** Opening Data under study block **

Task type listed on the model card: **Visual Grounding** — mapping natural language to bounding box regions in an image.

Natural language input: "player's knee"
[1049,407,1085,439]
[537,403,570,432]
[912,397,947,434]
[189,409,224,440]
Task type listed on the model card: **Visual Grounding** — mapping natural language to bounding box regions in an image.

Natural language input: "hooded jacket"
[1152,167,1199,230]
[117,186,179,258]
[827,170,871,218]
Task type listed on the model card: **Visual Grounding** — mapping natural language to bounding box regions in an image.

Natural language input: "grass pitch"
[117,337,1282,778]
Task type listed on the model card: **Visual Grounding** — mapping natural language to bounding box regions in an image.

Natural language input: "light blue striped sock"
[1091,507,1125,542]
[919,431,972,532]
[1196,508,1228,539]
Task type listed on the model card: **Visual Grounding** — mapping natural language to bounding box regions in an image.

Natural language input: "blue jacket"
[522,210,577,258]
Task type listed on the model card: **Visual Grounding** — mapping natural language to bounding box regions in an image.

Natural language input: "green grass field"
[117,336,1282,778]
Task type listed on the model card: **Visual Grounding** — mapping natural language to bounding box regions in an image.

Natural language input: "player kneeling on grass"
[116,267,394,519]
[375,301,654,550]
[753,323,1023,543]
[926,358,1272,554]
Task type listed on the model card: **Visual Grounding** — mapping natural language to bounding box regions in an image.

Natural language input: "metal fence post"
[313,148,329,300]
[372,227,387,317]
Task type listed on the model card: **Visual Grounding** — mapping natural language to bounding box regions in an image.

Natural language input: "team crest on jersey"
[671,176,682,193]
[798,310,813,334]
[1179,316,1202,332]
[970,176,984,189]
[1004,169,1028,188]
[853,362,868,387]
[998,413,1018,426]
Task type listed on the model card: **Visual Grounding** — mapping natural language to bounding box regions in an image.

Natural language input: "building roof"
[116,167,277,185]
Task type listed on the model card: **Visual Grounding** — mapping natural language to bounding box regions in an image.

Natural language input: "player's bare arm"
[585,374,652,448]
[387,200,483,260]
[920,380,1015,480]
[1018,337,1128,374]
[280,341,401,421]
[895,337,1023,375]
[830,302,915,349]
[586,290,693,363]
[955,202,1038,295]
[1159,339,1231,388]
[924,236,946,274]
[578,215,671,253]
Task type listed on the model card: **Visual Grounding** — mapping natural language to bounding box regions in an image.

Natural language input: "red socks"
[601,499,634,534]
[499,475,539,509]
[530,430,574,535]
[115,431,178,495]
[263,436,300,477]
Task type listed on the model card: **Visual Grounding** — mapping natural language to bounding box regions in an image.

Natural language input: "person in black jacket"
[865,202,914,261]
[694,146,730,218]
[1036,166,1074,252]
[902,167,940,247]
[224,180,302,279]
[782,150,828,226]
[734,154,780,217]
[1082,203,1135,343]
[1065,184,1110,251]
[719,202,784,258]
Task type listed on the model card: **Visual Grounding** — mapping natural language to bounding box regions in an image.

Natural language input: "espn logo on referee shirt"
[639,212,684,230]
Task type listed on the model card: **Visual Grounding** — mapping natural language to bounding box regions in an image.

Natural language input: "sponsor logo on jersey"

** Closing Data under study block **

● Exercise prompt
After reading the listing, copy all of it out exactly.

● Answer box
Task type listed on the model card: **Visual Grounding** — mapping natural language to bounding box regions in an image.

Natural language input: "player's knee"
[1049,407,1085,439]
[537,403,570,432]
[912,397,947,434]
[189,409,224,440]
Task type listed on the model card: **Visual Grounding** — mapping natural language to bounding box regions in an image.

Natural language input: "hooded jacket"
[1152,167,1199,230]
[117,186,179,258]
[827,170,871,218]
Task type listed on the model card: **Visual Grounding** — mapping natural language to bounding box regions in an image.

Natural language input: "grass pitch"
[117,337,1282,778]
Task type listed on the model card: **Visual Grounding** — mapping natural language to bounding box regions in an image.

Natural language input: "light blue striped sock"
[1091,507,1125,542]
[919,431,972,532]
[1196,508,1228,539]
Task type listed on the model card: **Visual Grounding** — mapping natural language to bounding box regions in an image.

Natural language input: "blue jacket"
[522,210,577,258]
Task type listed on the model card: **Visual Grounding** — mapping natural language to bounding box regions in an image.

Natural language input: "green grass field"
[117,336,1282,778]
Task type listed on the model card: **Visual Grounding** — mapping natural language to bounding box regions in an image.

Natural language input: "player kneeling on grass"
[116,267,394,519]
[375,301,654,550]
[753,323,1023,543]
[926,358,1272,554]
Task type listed on the model card: **Visual Grounding** — mapping natural language to bounding box regions in an image.

Natural language input: "metal fence post"
[313,148,329,300]
[372,227,387,317]
Task type listed on the model card: **Visual Grounding** — mapping natural language to bounding box regions in an image.

Natural language input: "team crest on jersey"
[671,176,682,193]
[798,310,813,334]
[1179,316,1202,332]
[970,176,984,189]
[1004,169,1028,188]
[853,362,868,387]
[998,413,1018,426]
Task type listed on the model card: **Visual Grounding** — mapping natural language to bounding box regions in an image.

Natural language input: "building roof"
[116,167,277,185]
Task type listed on the model card: **Visual Grounding** — mapping natural language to bounding box regions in an image.

Natural language input: "player's bare arm"
[585,374,652,448]
[387,200,483,260]
[920,380,1015,480]
[1018,337,1128,374]
[280,341,401,421]
[895,337,1023,375]
[830,302,915,349]
[586,290,693,363]
[955,202,1038,295]
[1159,339,1231,388]
[924,236,946,274]
[578,215,671,253]
Task type listed on the model card: **Visual Grounding** — mapping natural language to bounding box regions in an image.

Natural language input: "red socks"
[601,499,634,534]
[499,475,539,509]
[530,430,574,535]
[115,431,178,495]
[263,436,300,477]
Task type listed on the model card: **Visual Grounding** — mapping natural language to bounding box regions in an image.

Natural language input: "person in black jacket"
[865,202,914,261]
[694,146,730,218]
[1036,166,1074,252]
[902,167,940,247]
[224,180,302,279]
[782,150,828,226]
[734,154,780,217]
[1082,203,1135,343]
[1065,184,1110,251]
[719,202,784,258]
Task type listed on the model card: **Visual Grounding** — mapping natural language to bounding box regions in an image.

Natural language input: "espn logo on referee shirt"
[639,212,684,230]
Task type listed on the model card: **Visual Grounding** — mapping natural language to bounding box regions in an image.

Natural language input: "sponsor logo on jersey"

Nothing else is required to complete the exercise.